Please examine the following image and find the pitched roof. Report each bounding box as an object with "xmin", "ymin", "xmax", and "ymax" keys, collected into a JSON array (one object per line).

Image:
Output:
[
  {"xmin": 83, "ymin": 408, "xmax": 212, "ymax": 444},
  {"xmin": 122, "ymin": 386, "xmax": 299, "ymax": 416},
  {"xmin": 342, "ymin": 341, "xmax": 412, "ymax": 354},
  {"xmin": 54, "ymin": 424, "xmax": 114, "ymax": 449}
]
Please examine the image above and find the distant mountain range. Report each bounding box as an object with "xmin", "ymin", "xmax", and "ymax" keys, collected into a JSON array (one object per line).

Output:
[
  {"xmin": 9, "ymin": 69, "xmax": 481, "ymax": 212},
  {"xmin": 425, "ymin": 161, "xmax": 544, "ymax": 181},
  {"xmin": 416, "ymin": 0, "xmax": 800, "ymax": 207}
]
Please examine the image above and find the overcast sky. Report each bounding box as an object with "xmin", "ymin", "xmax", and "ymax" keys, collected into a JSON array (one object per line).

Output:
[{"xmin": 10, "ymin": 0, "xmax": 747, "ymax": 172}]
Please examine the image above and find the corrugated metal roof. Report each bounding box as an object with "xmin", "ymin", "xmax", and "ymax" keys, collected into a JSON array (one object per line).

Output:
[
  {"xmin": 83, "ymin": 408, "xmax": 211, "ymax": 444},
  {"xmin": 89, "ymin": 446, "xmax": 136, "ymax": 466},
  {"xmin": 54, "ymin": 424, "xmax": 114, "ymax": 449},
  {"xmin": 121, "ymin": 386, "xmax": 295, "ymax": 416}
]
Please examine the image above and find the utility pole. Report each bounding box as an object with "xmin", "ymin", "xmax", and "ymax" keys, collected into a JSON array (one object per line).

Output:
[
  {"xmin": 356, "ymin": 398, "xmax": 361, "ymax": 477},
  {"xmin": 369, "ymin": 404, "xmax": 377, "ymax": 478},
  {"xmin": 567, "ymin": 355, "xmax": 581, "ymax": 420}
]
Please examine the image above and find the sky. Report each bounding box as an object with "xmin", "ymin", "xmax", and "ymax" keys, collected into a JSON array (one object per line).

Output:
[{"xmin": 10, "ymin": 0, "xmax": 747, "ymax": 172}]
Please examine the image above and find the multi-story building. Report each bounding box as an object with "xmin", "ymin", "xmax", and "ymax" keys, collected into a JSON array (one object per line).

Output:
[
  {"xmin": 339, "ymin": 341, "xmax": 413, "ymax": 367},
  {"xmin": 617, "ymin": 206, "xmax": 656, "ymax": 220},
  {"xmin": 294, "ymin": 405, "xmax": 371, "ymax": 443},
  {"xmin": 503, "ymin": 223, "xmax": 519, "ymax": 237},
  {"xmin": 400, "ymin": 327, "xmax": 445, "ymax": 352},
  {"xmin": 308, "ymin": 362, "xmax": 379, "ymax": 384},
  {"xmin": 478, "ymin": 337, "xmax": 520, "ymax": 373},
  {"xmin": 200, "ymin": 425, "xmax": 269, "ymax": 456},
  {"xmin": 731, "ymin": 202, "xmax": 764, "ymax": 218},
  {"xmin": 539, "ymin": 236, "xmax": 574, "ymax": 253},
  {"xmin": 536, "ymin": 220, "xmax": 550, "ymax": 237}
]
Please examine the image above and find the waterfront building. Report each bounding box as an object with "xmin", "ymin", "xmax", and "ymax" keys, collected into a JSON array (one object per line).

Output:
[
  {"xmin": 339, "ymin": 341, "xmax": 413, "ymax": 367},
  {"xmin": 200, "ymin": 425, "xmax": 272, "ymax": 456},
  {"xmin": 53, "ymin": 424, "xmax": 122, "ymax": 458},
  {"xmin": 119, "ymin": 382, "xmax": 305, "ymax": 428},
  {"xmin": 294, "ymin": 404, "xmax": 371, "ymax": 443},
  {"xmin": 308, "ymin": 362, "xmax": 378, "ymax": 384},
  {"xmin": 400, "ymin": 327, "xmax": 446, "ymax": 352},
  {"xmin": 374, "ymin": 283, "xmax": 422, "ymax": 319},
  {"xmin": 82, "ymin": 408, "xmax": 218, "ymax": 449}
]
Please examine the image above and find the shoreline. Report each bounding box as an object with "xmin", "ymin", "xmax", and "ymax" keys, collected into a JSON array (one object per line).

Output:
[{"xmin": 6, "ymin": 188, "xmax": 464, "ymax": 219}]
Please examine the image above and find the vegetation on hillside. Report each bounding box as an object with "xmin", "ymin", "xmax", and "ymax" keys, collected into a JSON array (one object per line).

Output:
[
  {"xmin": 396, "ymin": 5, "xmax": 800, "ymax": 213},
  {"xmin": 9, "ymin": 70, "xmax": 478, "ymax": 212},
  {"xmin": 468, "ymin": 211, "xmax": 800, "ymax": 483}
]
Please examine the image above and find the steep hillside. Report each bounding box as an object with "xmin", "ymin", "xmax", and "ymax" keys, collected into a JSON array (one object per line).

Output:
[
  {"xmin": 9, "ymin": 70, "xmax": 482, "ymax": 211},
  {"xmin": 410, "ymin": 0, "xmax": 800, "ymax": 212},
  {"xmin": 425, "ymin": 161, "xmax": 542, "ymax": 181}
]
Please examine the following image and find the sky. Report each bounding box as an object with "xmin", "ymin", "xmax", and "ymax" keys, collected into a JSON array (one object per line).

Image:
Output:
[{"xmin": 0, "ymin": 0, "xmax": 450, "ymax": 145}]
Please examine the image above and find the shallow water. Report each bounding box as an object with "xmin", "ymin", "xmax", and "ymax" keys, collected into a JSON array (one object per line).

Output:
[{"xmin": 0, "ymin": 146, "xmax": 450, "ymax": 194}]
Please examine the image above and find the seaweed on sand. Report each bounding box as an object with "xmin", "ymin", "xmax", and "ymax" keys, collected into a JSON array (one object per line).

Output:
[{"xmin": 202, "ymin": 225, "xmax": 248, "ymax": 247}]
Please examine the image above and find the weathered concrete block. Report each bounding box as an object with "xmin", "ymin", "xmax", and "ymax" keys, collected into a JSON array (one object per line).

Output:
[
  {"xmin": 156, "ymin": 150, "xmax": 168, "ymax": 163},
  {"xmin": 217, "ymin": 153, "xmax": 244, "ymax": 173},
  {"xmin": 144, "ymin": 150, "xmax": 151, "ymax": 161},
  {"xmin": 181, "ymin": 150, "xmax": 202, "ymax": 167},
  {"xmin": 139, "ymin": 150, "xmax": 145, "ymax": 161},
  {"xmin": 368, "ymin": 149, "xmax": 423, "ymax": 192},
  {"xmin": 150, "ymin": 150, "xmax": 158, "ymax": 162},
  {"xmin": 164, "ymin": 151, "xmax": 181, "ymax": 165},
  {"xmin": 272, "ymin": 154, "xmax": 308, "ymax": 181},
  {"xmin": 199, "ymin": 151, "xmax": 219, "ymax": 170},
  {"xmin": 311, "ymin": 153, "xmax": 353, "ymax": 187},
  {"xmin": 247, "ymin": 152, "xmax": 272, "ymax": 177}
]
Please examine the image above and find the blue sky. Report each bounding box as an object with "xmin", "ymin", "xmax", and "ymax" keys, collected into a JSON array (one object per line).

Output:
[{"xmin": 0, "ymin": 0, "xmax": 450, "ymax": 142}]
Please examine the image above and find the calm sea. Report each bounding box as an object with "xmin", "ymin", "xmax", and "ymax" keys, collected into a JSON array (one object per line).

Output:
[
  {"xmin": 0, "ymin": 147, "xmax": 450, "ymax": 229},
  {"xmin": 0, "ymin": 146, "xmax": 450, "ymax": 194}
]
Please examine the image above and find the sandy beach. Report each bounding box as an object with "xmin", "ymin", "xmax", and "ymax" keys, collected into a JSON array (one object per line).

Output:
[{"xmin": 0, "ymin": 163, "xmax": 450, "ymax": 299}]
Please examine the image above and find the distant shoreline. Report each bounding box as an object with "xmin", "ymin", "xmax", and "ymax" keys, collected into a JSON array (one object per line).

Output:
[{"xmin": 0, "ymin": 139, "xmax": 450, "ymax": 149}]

--

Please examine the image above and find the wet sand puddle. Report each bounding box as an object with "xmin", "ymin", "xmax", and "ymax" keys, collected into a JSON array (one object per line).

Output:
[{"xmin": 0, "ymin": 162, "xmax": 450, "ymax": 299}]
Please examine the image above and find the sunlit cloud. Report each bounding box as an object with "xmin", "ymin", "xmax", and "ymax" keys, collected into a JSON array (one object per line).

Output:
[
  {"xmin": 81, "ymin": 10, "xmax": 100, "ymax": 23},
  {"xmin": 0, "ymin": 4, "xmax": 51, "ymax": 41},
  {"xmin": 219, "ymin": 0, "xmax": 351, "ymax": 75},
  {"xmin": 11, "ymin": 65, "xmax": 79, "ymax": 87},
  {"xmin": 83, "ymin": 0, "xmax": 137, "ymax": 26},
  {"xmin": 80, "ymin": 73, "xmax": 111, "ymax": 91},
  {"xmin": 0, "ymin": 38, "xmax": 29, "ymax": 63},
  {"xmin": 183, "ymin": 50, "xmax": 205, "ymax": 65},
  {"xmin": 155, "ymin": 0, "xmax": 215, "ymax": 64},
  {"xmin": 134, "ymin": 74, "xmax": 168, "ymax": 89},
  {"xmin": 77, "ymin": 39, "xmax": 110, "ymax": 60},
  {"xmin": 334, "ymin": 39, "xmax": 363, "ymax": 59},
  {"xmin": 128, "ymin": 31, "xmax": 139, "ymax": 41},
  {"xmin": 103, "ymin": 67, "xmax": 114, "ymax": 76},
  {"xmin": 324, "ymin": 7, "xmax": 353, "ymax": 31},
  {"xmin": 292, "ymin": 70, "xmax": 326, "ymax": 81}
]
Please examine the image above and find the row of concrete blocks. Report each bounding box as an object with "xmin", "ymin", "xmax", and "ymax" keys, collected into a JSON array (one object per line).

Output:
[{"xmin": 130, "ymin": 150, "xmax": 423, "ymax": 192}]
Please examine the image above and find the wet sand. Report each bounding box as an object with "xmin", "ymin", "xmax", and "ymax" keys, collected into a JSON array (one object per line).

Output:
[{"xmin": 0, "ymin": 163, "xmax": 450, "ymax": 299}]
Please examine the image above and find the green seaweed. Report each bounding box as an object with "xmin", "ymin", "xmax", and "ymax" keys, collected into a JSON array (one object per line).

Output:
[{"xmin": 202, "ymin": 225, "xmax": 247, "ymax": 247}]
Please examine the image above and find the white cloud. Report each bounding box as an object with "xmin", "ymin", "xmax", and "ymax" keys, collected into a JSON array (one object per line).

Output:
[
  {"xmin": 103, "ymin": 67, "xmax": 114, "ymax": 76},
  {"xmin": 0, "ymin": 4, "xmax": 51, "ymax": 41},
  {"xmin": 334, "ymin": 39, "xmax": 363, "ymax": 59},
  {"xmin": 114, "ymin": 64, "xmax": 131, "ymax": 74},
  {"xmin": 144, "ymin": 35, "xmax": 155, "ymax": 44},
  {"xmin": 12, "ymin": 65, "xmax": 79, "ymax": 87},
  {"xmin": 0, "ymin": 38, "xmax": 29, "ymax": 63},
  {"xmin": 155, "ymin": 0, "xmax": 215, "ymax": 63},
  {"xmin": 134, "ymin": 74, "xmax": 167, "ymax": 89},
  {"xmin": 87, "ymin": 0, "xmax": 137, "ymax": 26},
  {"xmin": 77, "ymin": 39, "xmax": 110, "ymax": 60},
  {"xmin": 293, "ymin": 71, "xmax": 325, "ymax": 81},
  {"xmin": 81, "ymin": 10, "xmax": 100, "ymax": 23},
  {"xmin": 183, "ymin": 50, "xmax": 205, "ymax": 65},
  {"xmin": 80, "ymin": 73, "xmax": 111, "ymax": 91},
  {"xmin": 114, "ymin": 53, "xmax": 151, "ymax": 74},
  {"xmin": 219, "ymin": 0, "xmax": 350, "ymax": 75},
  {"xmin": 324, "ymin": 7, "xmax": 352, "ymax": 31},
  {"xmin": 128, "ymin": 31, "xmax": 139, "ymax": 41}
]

...

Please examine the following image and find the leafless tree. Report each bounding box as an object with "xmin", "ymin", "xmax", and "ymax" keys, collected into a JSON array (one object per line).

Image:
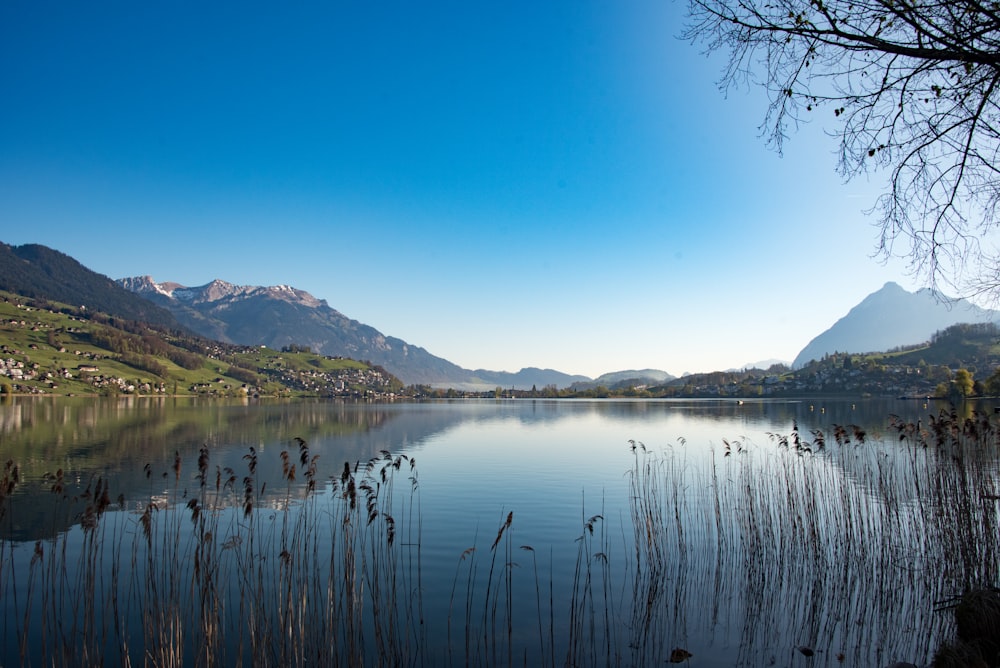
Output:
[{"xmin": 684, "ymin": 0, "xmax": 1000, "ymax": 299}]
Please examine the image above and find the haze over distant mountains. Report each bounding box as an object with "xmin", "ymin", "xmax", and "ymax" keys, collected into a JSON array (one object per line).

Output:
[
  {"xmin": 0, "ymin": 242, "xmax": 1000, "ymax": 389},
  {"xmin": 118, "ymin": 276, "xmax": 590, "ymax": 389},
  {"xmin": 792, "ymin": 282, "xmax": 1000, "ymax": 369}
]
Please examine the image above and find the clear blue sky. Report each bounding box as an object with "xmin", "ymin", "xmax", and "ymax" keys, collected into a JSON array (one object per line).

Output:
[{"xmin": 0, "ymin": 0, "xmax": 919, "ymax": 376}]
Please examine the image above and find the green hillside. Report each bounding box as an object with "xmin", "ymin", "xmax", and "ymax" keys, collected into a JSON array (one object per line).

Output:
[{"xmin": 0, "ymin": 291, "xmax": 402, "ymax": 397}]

- [Exercise goal] Which lines in the listing above contain the string "cloud"? Copy each of those lines out in full.

- [The output]
Please examine the image above and find the sunlit cloud. Report each bounding box as an object with "xmin", "ymin", "xmax", and "ymax" keys, collected into a JSON array (one object per line).
Please examine the image above and find the white cloud. Report each bounding box as an object with "xmin", "ymin", "xmax", and "ymax" keys, collected into a JSON array (one object per line).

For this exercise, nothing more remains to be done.